• Instruction 1: Write out everything from "Shai Erera commented" down to "an out-of-order scorer." in the LUCENE-1630 comment.
• Instruction 2: In the LUCENE-1630 comment, what kind of scorer should you always request if you plan to iterate on a Scorer?

2009-06-17 Thread Shai Erera (JIRA)

[ 
https://issues.apache.org/jira/browse/LUCENE-1630?page=com.atlassian.jira.plugin.system.issuetabpanels:comment-tabpanel&focusedCommentId=12720622#action_12720622
 ] 

Shai Erera commented on LUCENE-1630:


It isn't and that's what I expressed in the javadocs. If you plan to iterate on 
a Scorer, you should always ask for in-order one, and that's what IndexSearcher 
does. Mike suggested above to refine that documentation to say that if you plan 
to call nextDoc() only, you can still ask for an out-of-order scorer.

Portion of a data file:

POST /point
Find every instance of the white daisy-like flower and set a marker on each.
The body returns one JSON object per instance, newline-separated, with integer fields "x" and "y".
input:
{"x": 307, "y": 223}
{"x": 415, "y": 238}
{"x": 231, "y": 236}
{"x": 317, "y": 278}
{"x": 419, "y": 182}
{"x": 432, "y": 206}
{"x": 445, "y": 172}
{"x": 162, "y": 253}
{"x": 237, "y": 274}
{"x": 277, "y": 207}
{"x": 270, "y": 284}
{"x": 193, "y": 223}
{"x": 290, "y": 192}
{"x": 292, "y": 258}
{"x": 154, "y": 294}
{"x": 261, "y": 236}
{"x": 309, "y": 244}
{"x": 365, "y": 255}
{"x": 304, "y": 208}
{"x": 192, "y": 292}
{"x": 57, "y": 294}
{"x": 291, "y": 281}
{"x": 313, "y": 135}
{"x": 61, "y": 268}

• Reply 1:
Shai Erera commented on LUCENE-1630:


It isn't and that's what I expressed in the javadocs. If you plan to iterate on 
a Scorer, you should always ask for in-order one, and that's what IndexSearcher 
does. Mike suggested above to refine that documentation to say that if you plan 
to call nextDoc() only, you can still ask for an out-of-order scorer.

• Reply 2: An in-order scorer.